- **Problem to solve**: Extend the mailing-list reply below on KVM guest-state support for booke chips, continuing from its last sentence.

- **Passage shown**:
┄┄┄┄┄┄┄┄┄┄

[RFC PATCH 14/16] KVM: PPC: booke: category E.HV (GS-mode) support

Tue Jan 10 11:51:09 EST 2012

On 01/09/2012 11:46 AM, Alexander Graf wrote:
> 
> On 21.12.2011, at 02:34, Scott Wood wrote:
> 
>> Chips such as e500mc that implement category E.HV in Power ISA 2.06
>> provide hardware virtualization features, including a new MSR mode for
>> guest state.  The guest OS can perform many operations without trapping
>> into the hypervisor, including transitions to and from guest userspace.
>>
>> Since we can use SRR1[GS] to reliably tell whether an exception came from
>> guest state, instead of messing around with IVPR, we use DO_KVM similarly
>> to book3s.
> 
> Is there any benefit of using DO_KVM? I would assume that messing with IVPR is faster.

Using the GS bit to decide which handler to run means we won't get
confused if a machine check or critical interrupt happens between
entering/exiting the guest and updating IVPR (we could use the IS bit
similarly in PR-mode).

This could be supplemented with IVPR (though that will add a few cycles
to guest entry/exit) or some sort of runtime patching (would be more
coarse-grained, active when any KVM guest exists) to avoid adding
overhead to traps when KVM is not used, but I'd like to quantify that
overhead first.  It should be much lower than what happens on book3s.

┄┄┄┄┄┄┄┄┄┄

- **Data excerpts**:

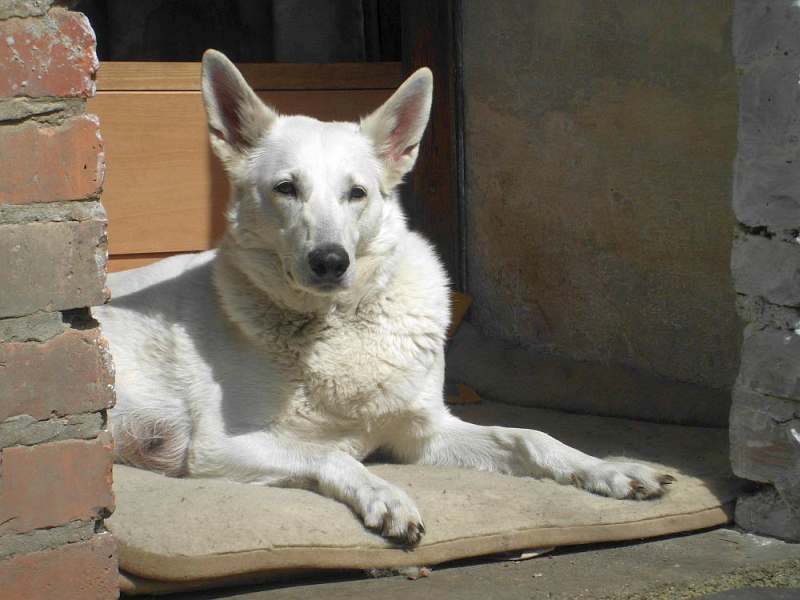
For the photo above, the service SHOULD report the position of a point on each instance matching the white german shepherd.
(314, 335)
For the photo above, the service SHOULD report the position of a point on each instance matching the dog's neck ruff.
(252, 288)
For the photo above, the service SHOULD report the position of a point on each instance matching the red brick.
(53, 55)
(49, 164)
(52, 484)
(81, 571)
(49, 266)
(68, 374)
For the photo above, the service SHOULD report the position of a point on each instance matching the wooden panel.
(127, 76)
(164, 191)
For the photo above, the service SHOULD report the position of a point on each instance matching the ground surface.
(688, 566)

┄┄┄┄┄┄┄┄┄┄

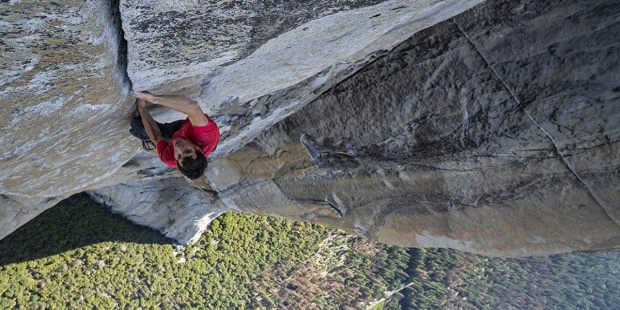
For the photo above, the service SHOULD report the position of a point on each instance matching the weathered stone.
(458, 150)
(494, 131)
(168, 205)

┄┄┄┄┄┄┄┄┄┄

- **Right answer**:
>> Current issues include:
>> - Machine checks from guest state are not routed to the host handler.
>> - The guest can cause a host oops by executing an emulated instruction
>>   in a page that lacks read permission.  Existing e500/4xx support has
>>   the same problem.
> 
> We solve that in book3s pr by doing
> 
>   LAST_INST = <known bad value>;
>   PACA->kvm_mode = <recover at next inst>;
>   lwz(guest pc);
>   do_more_stuff();
> 
> That way when an exception occurs at lwz() the DO_KVM handler checks that we're in kvm mode "recover" which does basically srr0+=4; rfi;.

I was thinking we'd check ESR[EPID] or SRR1[IS] as appropriate, and
treat it as a kernel fault (search exception table) -- but this works
too and is a bit cleaner (could be other uses of external pid), at the
expense of a couple extra instructions in the emulation path (but
probably a slightly faster host TLB handler).

The check wouldn't go in DO_KVM, though, since on bookehv that only
deals with diverting flow when xSRR1[GS] is set, which wouldn't be the
case here.

>> @@ -243,16 +324,20 @@ static int kvmppc_booke_irqprio_deliver(struct kvm_vcpu *vcpu,
>> 	case BOOKE_IRQPRIO_AP_UNAVAIL:
>> 	case BOOKE_IRQPRIO_ALIGNMENT:
>> 		allowed = 1;
>> -		msr_mask = MSR_CE|MSR_ME|MSR_DE;
>> +		msr_mask = MSR_GS | MSR_CE | MSR_ME | MSR_DE;
> 
> No need to do this. You already force MSR_GS in set_msr();

OK.  This was here since before set_msr() started doing that. :-)

>> +	if (!current->thread.kvm_vcpu) {
>> +		WARN(1, "no vcpu\n");
>> +		return -EPERM;
>> +	}
> 
> Huh?

Oops, leftover debugging.

>> +static int emulation_exit(struct kvm_run *run, struct kvm_vcpu *vcpu)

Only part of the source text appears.